(Entries from a dataset)

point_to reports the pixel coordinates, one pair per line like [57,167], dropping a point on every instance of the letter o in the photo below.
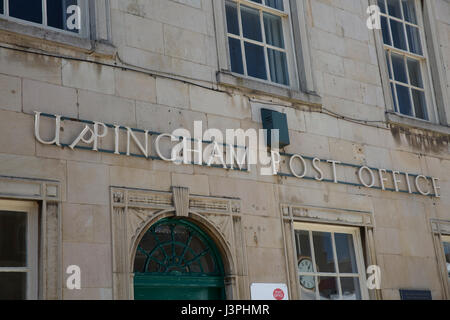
[372,177]
[304,166]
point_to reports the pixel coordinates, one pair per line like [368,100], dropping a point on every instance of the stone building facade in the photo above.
[369,109]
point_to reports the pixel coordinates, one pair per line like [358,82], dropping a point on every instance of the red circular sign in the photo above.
[278,294]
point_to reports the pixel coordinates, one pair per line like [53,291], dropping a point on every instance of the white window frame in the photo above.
[85,25]
[431,108]
[31,209]
[287,38]
[357,243]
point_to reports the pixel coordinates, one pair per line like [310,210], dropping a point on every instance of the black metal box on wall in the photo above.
[273,120]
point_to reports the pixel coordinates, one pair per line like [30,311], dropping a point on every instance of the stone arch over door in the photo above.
[135,211]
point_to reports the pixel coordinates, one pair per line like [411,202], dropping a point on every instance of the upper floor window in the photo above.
[257,39]
[406,57]
[62,15]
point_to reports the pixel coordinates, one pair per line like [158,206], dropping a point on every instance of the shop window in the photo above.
[403,38]
[62,15]
[257,39]
[18,250]
[330,262]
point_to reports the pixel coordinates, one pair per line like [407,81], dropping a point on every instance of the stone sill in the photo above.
[19,30]
[251,85]
[397,119]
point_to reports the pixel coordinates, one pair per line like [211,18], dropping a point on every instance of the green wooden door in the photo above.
[176,260]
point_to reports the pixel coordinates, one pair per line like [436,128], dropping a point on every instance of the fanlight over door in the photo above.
[176,260]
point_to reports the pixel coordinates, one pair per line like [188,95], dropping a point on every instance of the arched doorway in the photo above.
[176,260]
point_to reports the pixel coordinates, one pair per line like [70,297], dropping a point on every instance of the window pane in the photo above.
[236,55]
[393,97]
[350,289]
[277,4]
[328,288]
[30,10]
[278,67]
[385,31]
[323,251]
[404,100]
[398,34]
[398,64]
[414,40]
[274,30]
[415,75]
[232,18]
[382,6]
[388,64]
[394,8]
[256,64]
[420,105]
[13,235]
[345,253]
[251,24]
[302,244]
[13,285]
[447,256]
[409,11]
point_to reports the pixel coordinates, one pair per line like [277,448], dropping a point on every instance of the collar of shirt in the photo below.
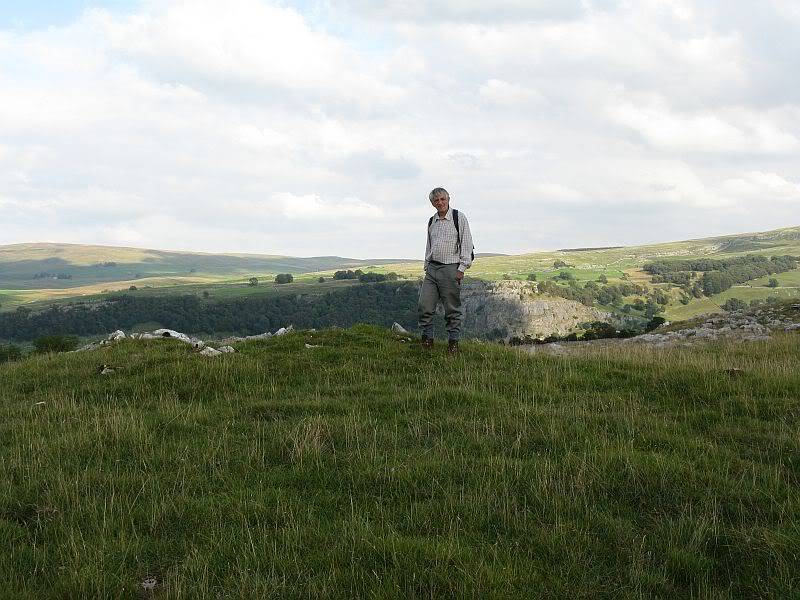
[447,217]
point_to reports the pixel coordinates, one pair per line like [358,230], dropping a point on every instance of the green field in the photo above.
[366,468]
[225,276]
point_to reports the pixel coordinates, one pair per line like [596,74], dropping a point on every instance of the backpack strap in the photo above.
[458,232]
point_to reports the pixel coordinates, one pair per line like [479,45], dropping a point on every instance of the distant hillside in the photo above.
[58,266]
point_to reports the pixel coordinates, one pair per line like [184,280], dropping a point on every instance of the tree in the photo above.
[734,304]
[9,353]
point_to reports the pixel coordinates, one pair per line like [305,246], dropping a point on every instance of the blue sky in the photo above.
[319,127]
[37,14]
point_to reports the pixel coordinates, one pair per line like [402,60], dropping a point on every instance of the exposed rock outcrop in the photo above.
[750,325]
[508,309]
[197,344]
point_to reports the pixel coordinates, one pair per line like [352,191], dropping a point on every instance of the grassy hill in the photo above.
[92,268]
[225,276]
[364,468]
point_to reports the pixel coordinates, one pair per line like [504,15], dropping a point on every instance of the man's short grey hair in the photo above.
[438,192]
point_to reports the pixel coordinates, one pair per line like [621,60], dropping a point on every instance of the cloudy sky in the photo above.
[318,127]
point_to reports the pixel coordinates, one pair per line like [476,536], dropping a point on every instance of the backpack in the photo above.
[458,231]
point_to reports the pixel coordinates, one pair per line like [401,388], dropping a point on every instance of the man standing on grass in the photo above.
[448,254]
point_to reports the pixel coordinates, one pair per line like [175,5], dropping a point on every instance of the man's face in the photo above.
[441,202]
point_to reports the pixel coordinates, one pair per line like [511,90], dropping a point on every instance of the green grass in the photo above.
[365,468]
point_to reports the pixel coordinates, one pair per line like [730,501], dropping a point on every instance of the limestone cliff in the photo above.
[507,309]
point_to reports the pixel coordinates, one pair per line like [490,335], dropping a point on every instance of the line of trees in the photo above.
[380,304]
[718,275]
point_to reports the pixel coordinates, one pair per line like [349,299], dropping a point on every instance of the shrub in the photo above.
[9,353]
[55,343]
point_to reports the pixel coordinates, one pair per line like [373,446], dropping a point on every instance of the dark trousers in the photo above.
[440,284]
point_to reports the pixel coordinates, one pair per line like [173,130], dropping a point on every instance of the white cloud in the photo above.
[253,126]
[311,206]
[762,188]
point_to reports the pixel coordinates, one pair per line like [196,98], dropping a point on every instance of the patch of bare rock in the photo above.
[743,326]
[203,348]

# [PROBLEM]
Copy out the rows from the line containing "cliff in the photo above." through the end of the rows, both included. Leave every request line unchanged, and raise each number in the answer coordinates by 100.

# [COMPLETED TASK]
point_to reports the pixel coordinates, one pair per line like [730,501], dropping a point on every instance of the limestone cliff in the photo above.
[607,409]
point_to reports the pixel coordinates, one pair per line like [490,335], dropping a point on every instance of the line of trees in the photo above.
[480,404]
[818,375]
point_to reports the pixel coordinates, one pair per line like [349,299], dropping a point on every instance of the shrub in the photo above.
[109,453]
[155,443]
point_to reports the pixel coordinates, one pair per line like [373,446], dropping a point on every instance of the dark trousers in the photo above.
[540,384]
point_to reports the pixel coordinates, one pair per line like [173,130], dropping a point on every instance of the white cloud in the photo above.
[353,226]
[411,306]
[862,288]
point_to reports the pixel coordinates, one pair per line like [196,98], dropping a point on every instance of the patch of bare rock in the photo above.
[843,426]
[303,448]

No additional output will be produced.